* Work order
A word-for-word copy of the line containing "Ground hind leg." and every following line to the end of the data below is all the answer should hold.

Material for the task Block Start

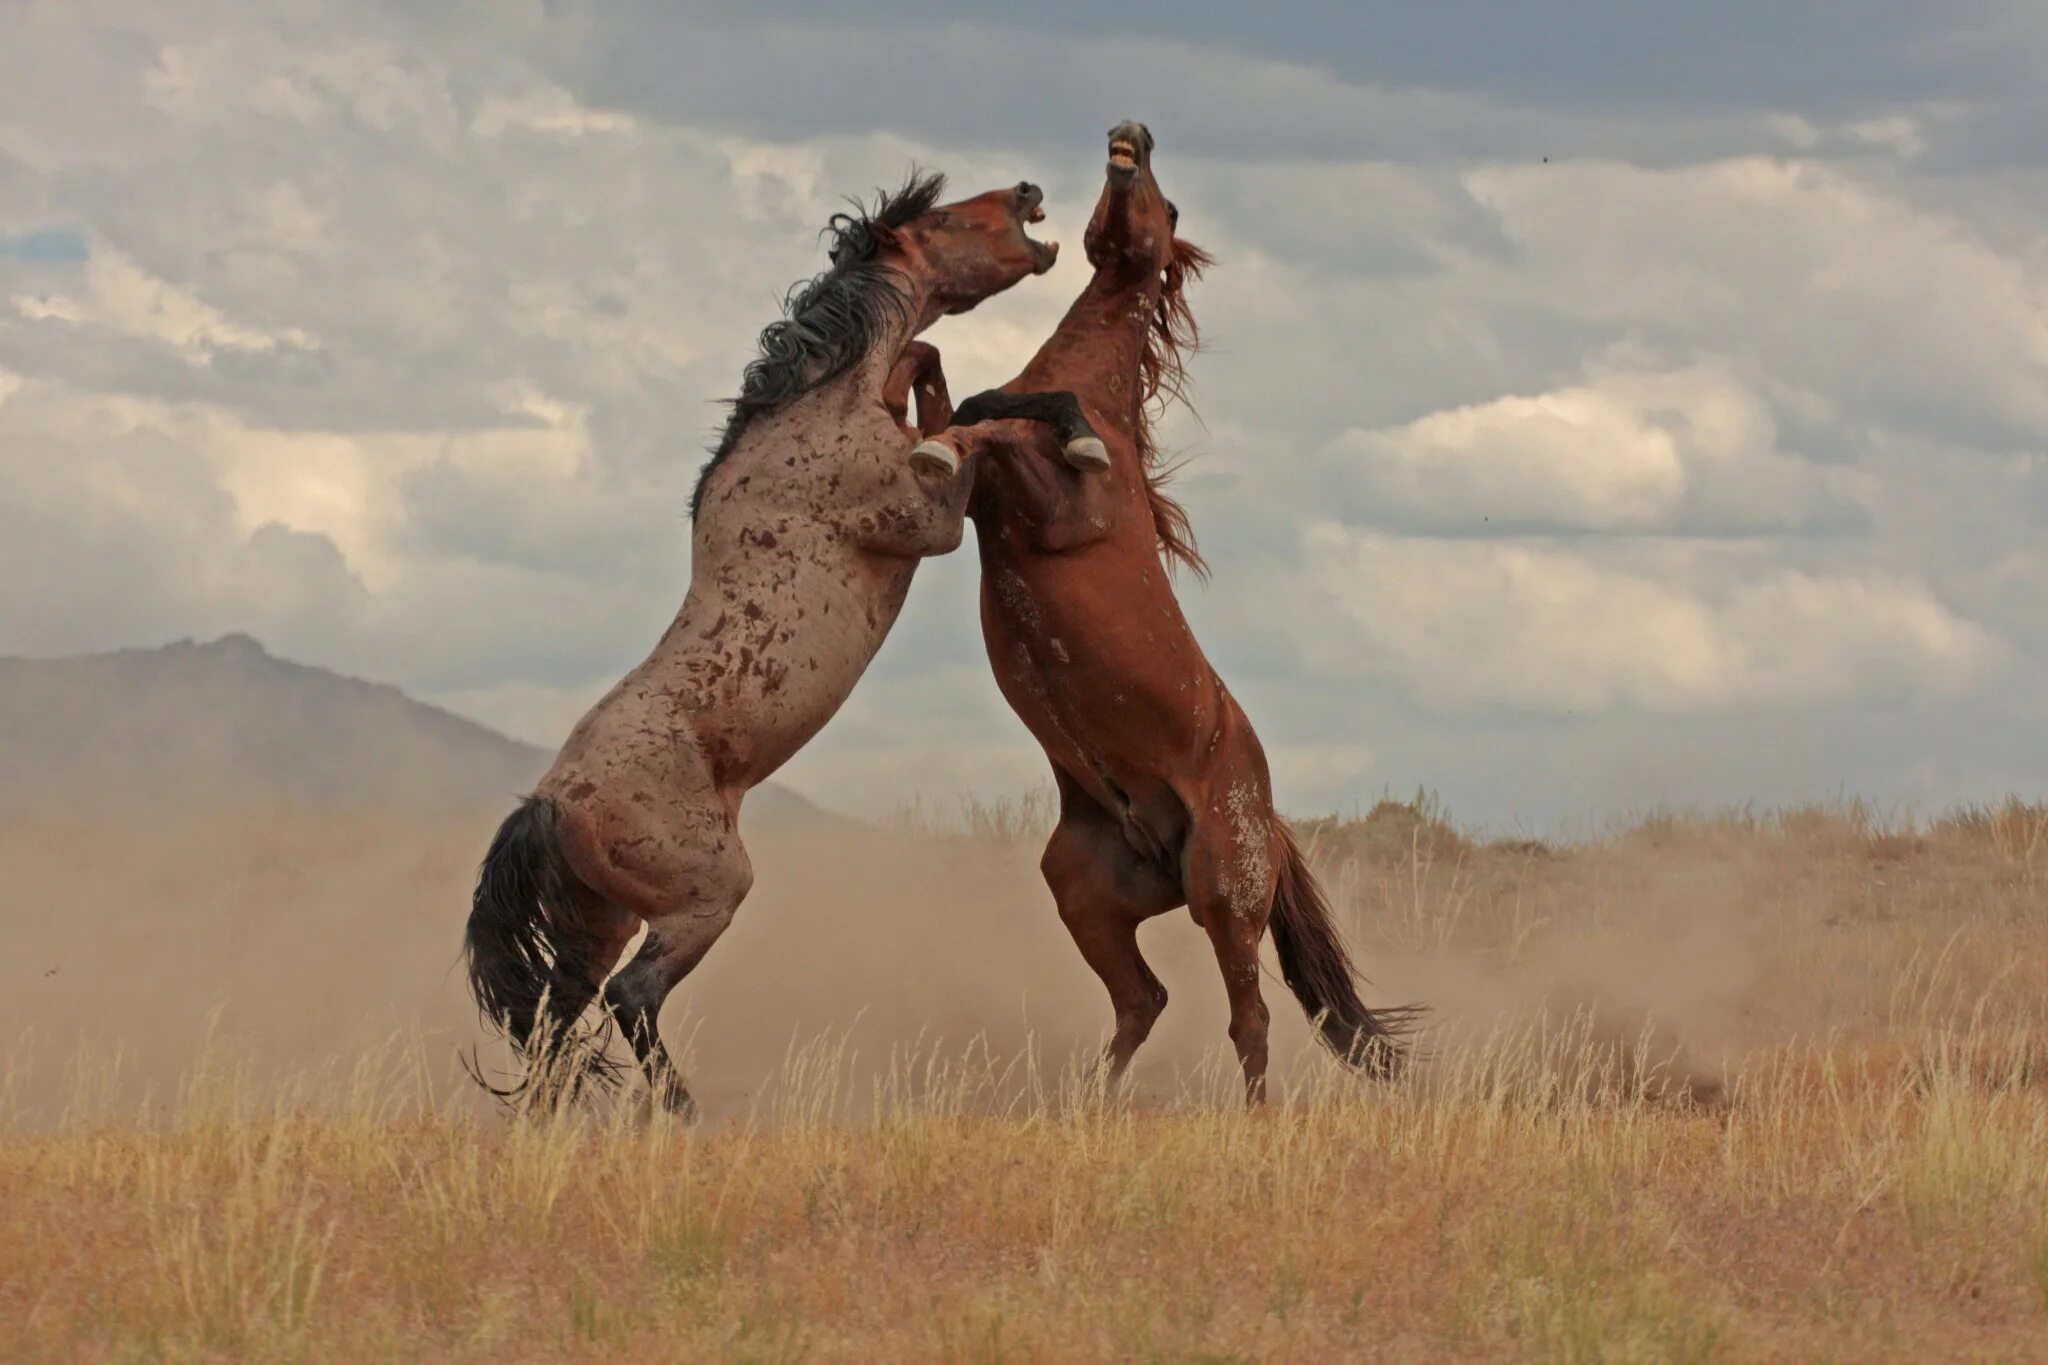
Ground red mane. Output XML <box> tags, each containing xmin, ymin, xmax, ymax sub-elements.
<box><xmin>1137</xmin><ymin>236</ymin><xmax>1214</xmax><ymax>577</ymax></box>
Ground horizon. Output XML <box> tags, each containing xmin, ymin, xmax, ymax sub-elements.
<box><xmin>3</xmin><ymin>628</ymin><xmax>2035</xmax><ymax>840</ymax></box>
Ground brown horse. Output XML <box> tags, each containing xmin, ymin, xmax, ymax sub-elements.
<box><xmin>464</xmin><ymin>173</ymin><xmax>1101</xmax><ymax>1114</ymax></box>
<box><xmin>909</xmin><ymin>124</ymin><xmax>1417</xmax><ymax>1102</ymax></box>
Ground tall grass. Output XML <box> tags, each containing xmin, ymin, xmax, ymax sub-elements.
<box><xmin>4</xmin><ymin>796</ymin><xmax>2048</xmax><ymax>1361</ymax></box>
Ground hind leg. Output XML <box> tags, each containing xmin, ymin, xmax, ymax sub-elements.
<box><xmin>602</xmin><ymin>833</ymin><xmax>753</xmax><ymax>1119</ymax></box>
<box><xmin>1040</xmin><ymin>774</ymin><xmax>1183</xmax><ymax>1084</ymax></box>
<box><xmin>557</xmin><ymin>788</ymin><xmax>753</xmax><ymax>1119</ymax></box>
<box><xmin>601</xmin><ymin>883</ymin><xmax>748</xmax><ymax>1118</ymax></box>
<box><xmin>532</xmin><ymin>904</ymin><xmax>638</xmax><ymax>1093</ymax></box>
<box><xmin>1182</xmin><ymin>783</ymin><xmax>1282</xmax><ymax>1105</ymax></box>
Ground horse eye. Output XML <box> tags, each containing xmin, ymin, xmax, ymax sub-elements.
<box><xmin>1167</xmin><ymin>201</ymin><xmax>1179</xmax><ymax>222</ymax></box>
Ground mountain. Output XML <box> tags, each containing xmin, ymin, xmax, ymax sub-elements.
<box><xmin>0</xmin><ymin>634</ymin><xmax>838</xmax><ymax>825</ymax></box>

Material for the task Block End

* Expected output
Ground hind leg. Output XML <box> tags, each containing xmin, ymin, xmax, ymax sub-elements.
<box><xmin>602</xmin><ymin>833</ymin><xmax>753</xmax><ymax>1119</ymax></box>
<box><xmin>1040</xmin><ymin>774</ymin><xmax>1183</xmax><ymax>1084</ymax></box>
<box><xmin>557</xmin><ymin>788</ymin><xmax>753</xmax><ymax>1119</ymax></box>
<box><xmin>601</xmin><ymin>883</ymin><xmax>748</xmax><ymax>1118</ymax></box>
<box><xmin>532</xmin><ymin>904</ymin><xmax>638</xmax><ymax>1093</ymax></box>
<box><xmin>1182</xmin><ymin>783</ymin><xmax>1282</xmax><ymax>1105</ymax></box>
Ground horse eye. Output XML <box> tags, each containing xmin, ymin, xmax, ymax sub-elements.
<box><xmin>1167</xmin><ymin>201</ymin><xmax>1179</xmax><ymax>222</ymax></box>
Ground mountain. Output XML <box> tags, each containing xmin, ymin, xmax, ymax sub-elements.
<box><xmin>0</xmin><ymin>634</ymin><xmax>838</xmax><ymax>825</ymax></box>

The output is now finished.